SHORT PROBLEM 1>
Answer these questions using the article on Poe's Bronx cottage below:
(a) How much did Poe pay per year to rent the Fordham cottage?
(b) In what year was the cottage moved to Poe Park?
(c) What illness did Virginia have when the family made its final move?
SHORT PROBLEM 2> Rewrite the passage of the article on Poe's Bronx cottage below, starting at "Like so many" and ending at "Upper West Side.", with "Greenwich Village" replaced by "SoHo".
SHORT PROBLEM 3> Proceed with the article on Poe's Bronx cottage below, continuing from its final sentence.

The last years in Edgar Allan Poe’s Bronx cottage

Like so many people who come to New York with literary dreams but no money, Edgar Allan Poe was always moving from one low-rent place to another.

In the late 1830s and early 1840s, the struggling writer (with his young wife, Virginia, and his mother-in-law, Maria, in tow) bounced around Greenwich Village, Turtle Bay, East Broadway, back the the Village on West Third Street, then to a farmhouse in today’s Upper West Side.

In 1846, with Virginia sick with tuberculosis, the little family made one final move.

Hoping that fresh country air would help his ailing wife, Poe paid $100 a year to rent this small cottage (above) in Fordham, then a bucolic hamlet in Westchester but today firmly within city boundaries in the Bronx.

That rustic, “Dutch” cottage, as it was described in 19th century books—where Virginia (below right) succumbed to TB and Poe wrote some of his best-known poems—is still in the Bronx. (Above, in 2007)

Moved about 500 feet from its original location on Kingsbridge Road to the then-new Poe Park in 1913 (the site of an apple orchard when Poe lived nearby), the cottage is open to the public.

While the preserved home sits at the edge of an urban park surrounded by gritty apartment buildings and the 24-hour noise and traffic of the Grand Concourse, imagine the place as it was in Poe’s day.

STORED DATA>
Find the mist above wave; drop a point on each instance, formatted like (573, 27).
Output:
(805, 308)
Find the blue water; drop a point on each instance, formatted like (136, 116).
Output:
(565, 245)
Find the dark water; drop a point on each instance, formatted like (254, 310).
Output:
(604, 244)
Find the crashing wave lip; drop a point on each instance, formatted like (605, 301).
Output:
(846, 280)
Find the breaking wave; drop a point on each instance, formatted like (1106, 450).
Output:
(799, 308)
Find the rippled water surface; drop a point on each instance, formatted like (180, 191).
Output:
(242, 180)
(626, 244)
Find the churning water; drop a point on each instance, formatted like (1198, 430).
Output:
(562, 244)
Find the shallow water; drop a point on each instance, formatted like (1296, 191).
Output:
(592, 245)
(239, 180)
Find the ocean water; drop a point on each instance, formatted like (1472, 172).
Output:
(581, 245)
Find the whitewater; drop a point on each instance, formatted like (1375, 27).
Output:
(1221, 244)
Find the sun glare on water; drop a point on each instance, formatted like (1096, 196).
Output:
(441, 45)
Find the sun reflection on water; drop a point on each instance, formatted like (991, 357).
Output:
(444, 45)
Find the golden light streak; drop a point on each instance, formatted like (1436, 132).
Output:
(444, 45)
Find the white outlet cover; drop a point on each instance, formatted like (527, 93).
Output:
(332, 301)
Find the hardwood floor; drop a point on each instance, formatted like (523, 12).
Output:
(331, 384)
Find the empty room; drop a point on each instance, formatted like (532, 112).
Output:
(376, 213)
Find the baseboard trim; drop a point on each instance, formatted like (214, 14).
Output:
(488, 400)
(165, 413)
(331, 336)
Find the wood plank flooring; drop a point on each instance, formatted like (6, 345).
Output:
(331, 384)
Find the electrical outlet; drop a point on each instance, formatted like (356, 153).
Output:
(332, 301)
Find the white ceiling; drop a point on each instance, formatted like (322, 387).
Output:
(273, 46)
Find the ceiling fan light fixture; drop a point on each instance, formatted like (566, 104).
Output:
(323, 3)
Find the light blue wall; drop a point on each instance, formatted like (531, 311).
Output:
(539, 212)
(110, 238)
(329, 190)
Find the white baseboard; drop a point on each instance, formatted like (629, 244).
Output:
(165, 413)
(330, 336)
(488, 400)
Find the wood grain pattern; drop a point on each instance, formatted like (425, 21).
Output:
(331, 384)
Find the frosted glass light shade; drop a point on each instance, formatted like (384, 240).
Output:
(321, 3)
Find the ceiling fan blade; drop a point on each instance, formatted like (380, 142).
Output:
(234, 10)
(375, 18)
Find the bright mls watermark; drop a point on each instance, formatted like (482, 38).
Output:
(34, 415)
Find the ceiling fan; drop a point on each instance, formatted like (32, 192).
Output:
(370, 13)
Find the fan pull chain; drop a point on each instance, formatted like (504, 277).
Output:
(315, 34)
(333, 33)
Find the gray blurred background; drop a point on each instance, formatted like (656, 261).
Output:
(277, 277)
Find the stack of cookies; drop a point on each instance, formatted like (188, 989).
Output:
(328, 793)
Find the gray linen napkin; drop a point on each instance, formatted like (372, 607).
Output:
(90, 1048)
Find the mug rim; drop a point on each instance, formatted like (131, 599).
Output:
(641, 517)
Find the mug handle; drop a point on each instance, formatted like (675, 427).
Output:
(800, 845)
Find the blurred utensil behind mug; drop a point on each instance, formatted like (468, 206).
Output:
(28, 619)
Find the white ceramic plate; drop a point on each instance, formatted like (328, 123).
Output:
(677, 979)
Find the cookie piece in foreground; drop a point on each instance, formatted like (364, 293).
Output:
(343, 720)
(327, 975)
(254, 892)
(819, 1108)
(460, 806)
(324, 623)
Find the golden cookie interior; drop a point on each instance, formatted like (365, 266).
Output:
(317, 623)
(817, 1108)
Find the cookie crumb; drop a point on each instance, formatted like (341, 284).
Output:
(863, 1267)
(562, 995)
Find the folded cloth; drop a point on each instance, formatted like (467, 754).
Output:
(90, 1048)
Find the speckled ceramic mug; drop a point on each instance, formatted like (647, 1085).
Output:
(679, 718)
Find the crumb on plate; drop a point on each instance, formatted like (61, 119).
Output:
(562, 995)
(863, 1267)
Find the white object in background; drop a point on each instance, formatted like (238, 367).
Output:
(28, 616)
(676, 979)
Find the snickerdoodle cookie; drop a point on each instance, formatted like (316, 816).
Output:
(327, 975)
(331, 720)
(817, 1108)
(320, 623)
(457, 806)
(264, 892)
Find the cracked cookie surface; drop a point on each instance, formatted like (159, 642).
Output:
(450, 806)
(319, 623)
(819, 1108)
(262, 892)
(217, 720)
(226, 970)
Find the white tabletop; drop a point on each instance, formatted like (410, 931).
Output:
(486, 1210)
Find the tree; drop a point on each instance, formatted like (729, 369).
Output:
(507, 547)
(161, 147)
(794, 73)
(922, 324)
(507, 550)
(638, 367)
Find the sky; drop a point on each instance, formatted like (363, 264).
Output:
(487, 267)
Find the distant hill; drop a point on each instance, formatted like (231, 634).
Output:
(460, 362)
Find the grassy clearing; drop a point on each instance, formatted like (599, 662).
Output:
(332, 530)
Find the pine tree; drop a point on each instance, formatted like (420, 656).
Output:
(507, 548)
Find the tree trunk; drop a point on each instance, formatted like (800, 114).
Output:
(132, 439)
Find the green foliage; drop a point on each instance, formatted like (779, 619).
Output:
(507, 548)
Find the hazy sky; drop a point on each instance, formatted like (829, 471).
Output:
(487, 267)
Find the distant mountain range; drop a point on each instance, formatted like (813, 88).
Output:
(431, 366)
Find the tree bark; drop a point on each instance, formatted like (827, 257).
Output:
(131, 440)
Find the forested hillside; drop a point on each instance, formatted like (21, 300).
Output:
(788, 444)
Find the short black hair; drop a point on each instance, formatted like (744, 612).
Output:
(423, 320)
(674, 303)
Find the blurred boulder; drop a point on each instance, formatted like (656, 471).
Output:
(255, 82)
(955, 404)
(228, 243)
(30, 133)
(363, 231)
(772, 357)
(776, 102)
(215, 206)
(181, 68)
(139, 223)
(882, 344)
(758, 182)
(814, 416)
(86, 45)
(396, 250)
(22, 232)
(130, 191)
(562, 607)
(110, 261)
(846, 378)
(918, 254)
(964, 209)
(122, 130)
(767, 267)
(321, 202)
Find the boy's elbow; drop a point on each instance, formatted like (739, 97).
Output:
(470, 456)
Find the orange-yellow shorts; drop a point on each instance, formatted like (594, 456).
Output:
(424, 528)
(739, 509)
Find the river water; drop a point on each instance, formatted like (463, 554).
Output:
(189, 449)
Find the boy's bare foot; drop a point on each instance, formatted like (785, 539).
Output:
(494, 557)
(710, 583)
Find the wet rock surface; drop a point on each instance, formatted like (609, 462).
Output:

TASK OUTPUT 1>
(a) $100 a year.
(b) 1913.
(c) Tuberculosis.

TASK OUTPUT 2>
Like so many people who come to New York with literary dreams but no money, Edgar Allan Poe was always moving from one low-rent place to another.

In the late 1830s and early 1840s, the struggling writer (with his young wife, Virginia, and his mother-in-law, Maria, in tow) bounced around SoHo, Turtle Bay, East Broadway, back the the Village on West Third Street, then to a farmhouse in today’s Upper West Side.

TASK OUTPUT 3>
Outside the front porch were trees, flowers, and songbirds—quite a different feel from the haunting romance and gloom of many of Poe’s writings.

“In Poe’s time the cottage was pleasantly situated on a little elevation in a large open space, with cherry trees about it,” James Albert Harrison quotes one historian in his 1903 Poe biography.

One visitor, a fellow American writer, described it as “half buried in fruit-trees, and having a thick grove of pines in its immediate neighborhood,” wrote Harrison.

“Round an old cherry-tree, near the door, was a broad bank of greenest turf,” the writer said. “The neighboring beds of mignonette and heliotrope, and the pleasant shade above, made this a favorite seat” where Poe was often found.

Poe kept tropical birds in cages on his front porch, “which he cherished and petted with assiduous care,” the writer noted.

Inside, the cottage—just a kitchen, a sitting room with Poe’s desk, a small bedroom for Virginia, and then steep stairs leading to a second floor with a low ceiling—was described as tidy and warm. (Below, in 1894)

“The cottage had an air of taste and gentility that must have been lent to it by the presence of its inmates,” wrote writer and friend Mary Gove Nichols. “So neat, so poor, so unfurnished, and yet so charming a dwelling I never saw.”

“The floor of the kitchen was white as wheaten flour. A table, a chair and a little stove that it contained, seemed to furnish it completely. The sitting-room floor was laid with check matting; four chairs, a light-stand, and a hanging book-shelf composed its furniture.”

By autumn, Virginia was close to death.

In her bedroom, “everything here was so neat, so purely clean, so scant and poverty-stricken, that I saw the poor sufferer with such heartache.”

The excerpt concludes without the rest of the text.